■ **How to complete this task**: Looking only at the lines below that contain "driveway", give the number of them and no other text.
****
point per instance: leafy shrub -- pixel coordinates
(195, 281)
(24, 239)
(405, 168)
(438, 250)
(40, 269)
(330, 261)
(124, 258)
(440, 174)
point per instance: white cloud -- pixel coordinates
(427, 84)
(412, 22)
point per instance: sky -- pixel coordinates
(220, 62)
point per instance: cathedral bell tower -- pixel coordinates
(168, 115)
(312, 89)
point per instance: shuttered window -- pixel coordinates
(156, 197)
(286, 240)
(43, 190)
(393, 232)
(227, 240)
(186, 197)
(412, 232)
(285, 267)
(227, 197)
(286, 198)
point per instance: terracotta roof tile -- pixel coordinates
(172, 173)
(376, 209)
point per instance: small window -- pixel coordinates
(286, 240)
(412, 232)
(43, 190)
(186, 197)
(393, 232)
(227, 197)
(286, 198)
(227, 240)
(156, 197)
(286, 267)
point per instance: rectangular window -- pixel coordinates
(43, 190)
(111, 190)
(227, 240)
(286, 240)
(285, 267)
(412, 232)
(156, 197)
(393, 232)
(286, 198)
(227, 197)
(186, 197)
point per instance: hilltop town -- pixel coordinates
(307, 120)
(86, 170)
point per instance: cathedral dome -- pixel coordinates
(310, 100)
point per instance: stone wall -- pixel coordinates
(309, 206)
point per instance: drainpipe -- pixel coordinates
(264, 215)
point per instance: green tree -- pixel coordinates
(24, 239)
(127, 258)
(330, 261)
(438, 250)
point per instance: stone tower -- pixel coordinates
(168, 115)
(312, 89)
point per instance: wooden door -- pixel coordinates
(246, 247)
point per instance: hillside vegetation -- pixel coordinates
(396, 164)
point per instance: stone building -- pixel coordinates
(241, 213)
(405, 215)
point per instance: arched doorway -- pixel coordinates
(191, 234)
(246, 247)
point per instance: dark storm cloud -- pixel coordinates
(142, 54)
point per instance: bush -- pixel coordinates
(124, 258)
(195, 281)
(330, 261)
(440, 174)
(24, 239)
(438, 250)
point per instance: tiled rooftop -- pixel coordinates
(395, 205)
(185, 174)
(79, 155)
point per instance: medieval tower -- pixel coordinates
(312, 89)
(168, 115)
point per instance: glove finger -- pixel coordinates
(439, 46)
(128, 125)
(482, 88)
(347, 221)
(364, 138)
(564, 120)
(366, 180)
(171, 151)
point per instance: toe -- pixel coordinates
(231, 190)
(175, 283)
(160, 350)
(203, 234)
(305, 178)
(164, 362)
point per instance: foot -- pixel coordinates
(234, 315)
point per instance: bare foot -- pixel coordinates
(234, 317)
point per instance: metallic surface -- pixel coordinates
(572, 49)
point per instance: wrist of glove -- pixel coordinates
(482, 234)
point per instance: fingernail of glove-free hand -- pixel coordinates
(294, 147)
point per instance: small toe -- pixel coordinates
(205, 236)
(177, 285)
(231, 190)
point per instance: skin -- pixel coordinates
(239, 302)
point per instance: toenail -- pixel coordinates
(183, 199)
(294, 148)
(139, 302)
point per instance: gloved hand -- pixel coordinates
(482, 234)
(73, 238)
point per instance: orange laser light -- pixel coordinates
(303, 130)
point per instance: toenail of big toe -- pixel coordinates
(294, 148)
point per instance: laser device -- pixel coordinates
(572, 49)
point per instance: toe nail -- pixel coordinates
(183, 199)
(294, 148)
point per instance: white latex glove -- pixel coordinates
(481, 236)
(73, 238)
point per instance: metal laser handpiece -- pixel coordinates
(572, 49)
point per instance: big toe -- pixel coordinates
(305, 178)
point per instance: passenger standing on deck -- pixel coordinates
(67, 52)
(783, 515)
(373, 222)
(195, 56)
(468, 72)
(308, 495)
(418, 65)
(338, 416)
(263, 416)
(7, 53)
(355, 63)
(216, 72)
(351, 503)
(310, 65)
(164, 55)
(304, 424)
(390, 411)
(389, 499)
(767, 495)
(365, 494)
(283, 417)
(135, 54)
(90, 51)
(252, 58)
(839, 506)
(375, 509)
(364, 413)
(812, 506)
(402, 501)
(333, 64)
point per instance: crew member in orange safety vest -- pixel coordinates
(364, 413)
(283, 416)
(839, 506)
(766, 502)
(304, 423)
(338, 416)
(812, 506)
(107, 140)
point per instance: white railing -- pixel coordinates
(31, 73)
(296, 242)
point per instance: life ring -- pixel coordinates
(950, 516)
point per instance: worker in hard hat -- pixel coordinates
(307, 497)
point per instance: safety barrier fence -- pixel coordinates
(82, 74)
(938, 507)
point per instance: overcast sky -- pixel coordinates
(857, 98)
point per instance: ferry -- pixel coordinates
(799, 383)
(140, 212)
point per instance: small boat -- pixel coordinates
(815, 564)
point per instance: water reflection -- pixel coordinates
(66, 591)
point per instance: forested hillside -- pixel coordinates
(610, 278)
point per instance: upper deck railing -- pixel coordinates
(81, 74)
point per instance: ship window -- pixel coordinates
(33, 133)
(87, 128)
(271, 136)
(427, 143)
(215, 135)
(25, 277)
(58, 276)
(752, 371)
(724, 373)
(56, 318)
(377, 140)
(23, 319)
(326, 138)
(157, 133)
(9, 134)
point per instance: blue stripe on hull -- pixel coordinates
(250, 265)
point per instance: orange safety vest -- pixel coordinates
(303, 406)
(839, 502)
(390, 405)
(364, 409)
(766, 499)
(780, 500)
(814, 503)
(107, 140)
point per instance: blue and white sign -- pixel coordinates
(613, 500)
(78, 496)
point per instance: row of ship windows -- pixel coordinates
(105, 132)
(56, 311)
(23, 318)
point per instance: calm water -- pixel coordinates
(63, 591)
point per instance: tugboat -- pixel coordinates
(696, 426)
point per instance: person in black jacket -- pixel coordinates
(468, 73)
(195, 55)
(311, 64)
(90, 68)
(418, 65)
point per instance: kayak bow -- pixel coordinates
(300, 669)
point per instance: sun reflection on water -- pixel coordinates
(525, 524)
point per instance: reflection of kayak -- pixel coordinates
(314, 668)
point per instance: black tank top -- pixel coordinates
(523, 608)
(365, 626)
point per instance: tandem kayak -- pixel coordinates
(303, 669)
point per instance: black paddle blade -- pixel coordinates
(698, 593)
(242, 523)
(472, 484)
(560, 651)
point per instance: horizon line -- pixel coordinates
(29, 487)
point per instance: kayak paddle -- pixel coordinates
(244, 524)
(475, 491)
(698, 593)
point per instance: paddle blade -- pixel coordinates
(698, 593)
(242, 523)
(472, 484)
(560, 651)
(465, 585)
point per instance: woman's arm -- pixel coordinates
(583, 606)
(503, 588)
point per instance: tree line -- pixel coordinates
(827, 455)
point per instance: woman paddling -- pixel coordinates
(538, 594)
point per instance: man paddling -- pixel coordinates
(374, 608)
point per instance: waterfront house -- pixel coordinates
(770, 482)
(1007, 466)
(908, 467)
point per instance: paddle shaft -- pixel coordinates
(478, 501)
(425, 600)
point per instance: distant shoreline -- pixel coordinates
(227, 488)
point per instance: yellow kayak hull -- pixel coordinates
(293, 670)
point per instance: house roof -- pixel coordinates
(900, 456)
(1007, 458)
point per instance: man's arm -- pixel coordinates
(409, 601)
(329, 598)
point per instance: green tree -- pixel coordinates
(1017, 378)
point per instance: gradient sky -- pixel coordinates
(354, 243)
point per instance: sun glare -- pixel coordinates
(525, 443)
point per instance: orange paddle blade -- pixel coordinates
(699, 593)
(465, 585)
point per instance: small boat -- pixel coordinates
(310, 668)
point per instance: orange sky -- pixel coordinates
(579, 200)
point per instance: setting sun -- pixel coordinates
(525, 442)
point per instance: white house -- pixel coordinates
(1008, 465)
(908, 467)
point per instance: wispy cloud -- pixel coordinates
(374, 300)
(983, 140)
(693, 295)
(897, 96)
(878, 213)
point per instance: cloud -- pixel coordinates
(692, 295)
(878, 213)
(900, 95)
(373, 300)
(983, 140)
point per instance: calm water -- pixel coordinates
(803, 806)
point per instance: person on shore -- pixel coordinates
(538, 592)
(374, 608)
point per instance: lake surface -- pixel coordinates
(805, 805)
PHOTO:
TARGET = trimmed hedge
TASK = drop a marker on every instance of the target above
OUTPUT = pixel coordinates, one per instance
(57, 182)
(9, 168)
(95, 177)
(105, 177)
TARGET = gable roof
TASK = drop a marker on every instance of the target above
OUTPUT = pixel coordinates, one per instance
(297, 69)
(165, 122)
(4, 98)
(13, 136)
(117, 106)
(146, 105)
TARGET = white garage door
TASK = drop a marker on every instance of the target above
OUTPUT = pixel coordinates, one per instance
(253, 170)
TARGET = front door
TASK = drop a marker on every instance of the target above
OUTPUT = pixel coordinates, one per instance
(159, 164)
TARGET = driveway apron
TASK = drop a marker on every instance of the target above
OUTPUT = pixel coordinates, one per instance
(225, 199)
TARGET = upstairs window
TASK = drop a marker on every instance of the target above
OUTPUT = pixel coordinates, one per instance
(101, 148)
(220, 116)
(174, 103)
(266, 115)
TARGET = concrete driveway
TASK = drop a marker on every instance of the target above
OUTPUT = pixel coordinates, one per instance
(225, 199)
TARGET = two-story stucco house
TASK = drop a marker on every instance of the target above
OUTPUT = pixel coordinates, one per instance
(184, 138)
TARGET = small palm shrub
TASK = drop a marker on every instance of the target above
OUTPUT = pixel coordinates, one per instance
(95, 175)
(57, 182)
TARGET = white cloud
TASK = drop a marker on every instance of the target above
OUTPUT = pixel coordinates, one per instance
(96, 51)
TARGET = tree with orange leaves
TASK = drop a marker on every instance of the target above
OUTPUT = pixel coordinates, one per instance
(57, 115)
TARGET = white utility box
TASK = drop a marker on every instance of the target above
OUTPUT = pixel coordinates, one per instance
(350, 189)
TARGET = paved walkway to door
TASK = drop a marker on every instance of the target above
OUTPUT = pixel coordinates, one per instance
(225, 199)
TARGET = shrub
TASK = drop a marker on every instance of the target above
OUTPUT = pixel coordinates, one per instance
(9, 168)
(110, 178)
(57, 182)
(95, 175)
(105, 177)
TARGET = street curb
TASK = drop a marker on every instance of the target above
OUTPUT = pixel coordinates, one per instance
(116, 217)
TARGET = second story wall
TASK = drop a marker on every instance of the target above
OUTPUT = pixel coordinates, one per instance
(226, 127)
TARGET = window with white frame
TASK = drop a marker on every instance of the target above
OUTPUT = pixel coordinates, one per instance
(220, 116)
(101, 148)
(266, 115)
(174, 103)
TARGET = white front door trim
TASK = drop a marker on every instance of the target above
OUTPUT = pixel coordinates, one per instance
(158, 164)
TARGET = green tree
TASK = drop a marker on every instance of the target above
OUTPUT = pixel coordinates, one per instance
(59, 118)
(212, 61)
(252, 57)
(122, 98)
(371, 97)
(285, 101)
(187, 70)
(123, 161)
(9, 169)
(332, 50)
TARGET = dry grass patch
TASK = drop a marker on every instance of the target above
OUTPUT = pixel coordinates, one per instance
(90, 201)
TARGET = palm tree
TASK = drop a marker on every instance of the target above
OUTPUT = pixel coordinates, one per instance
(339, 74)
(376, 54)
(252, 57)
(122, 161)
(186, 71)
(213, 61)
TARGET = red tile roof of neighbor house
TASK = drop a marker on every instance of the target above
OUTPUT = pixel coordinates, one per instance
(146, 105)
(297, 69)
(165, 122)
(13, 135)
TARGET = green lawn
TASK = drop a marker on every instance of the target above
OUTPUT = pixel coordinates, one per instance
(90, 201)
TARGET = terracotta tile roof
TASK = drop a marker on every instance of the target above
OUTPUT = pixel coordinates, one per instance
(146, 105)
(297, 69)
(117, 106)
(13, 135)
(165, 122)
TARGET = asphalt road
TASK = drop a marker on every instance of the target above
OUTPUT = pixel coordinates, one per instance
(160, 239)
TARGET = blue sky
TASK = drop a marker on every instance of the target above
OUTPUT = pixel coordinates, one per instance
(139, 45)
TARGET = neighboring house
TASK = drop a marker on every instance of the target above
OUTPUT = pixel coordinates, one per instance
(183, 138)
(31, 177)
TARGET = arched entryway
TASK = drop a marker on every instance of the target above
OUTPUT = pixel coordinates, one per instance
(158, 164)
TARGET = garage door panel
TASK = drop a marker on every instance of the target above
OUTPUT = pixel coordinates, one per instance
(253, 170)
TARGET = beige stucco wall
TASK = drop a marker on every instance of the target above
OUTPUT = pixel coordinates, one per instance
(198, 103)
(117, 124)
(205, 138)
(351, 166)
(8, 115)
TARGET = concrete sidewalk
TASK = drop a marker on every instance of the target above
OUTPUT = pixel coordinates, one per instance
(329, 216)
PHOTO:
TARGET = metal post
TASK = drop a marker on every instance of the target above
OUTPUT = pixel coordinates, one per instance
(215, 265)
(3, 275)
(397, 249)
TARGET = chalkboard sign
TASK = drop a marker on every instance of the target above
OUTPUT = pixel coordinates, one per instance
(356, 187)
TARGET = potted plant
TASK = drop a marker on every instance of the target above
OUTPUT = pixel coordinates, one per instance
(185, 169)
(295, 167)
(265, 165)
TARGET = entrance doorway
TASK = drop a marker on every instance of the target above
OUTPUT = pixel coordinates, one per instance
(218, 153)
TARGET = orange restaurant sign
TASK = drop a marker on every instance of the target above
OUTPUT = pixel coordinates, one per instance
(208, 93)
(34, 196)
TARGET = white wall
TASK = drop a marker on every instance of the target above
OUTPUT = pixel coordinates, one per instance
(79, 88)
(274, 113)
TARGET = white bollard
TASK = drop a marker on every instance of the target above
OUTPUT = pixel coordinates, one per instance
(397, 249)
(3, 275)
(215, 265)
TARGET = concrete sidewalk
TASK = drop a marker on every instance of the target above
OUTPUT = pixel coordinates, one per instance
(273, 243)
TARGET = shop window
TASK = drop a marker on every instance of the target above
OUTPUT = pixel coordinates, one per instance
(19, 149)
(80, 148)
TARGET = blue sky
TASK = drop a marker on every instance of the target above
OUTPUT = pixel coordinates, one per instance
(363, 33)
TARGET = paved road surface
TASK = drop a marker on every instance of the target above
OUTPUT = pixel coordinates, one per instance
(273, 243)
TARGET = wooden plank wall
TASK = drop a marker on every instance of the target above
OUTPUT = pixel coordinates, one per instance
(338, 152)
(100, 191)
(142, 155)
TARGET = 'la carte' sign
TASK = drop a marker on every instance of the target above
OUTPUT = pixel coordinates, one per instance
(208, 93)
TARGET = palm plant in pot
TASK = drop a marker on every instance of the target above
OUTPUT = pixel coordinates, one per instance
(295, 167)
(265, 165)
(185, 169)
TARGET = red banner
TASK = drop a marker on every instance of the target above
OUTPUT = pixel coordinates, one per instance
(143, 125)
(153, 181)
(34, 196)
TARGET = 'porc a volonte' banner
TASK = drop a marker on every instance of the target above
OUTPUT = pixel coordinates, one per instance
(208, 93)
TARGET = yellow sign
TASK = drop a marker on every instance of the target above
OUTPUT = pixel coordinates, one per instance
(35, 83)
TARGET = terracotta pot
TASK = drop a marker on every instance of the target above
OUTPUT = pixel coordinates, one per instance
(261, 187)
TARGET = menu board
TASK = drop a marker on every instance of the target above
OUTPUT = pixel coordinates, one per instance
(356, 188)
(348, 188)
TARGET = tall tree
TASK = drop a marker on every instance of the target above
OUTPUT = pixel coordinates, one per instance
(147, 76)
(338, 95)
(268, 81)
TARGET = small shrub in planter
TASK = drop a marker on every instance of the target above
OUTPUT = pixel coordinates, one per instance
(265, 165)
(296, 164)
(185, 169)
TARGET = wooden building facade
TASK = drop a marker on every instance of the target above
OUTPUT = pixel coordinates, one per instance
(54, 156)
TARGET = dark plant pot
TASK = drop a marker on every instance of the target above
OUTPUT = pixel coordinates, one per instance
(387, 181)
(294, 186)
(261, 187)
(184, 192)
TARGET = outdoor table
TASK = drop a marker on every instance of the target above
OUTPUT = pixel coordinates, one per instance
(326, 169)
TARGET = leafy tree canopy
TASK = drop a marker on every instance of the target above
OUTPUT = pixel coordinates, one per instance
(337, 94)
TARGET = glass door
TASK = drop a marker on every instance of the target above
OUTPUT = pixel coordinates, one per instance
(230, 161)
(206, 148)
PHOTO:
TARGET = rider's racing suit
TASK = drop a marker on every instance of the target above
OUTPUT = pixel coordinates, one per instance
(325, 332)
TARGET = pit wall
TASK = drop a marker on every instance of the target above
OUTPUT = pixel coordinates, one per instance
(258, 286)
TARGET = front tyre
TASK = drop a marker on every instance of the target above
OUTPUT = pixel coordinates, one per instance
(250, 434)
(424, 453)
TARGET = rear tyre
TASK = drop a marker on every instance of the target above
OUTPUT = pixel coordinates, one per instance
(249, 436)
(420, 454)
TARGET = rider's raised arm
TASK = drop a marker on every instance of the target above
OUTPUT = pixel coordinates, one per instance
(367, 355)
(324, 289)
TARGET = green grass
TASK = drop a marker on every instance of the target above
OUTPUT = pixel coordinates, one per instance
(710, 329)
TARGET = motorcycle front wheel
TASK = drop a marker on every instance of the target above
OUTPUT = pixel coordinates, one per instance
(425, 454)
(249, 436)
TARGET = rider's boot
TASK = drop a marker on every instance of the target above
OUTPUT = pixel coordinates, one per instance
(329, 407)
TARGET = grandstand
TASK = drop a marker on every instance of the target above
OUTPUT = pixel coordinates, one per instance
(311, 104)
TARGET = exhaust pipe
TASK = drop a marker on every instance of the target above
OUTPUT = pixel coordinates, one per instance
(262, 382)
****
■ **Written response**: 2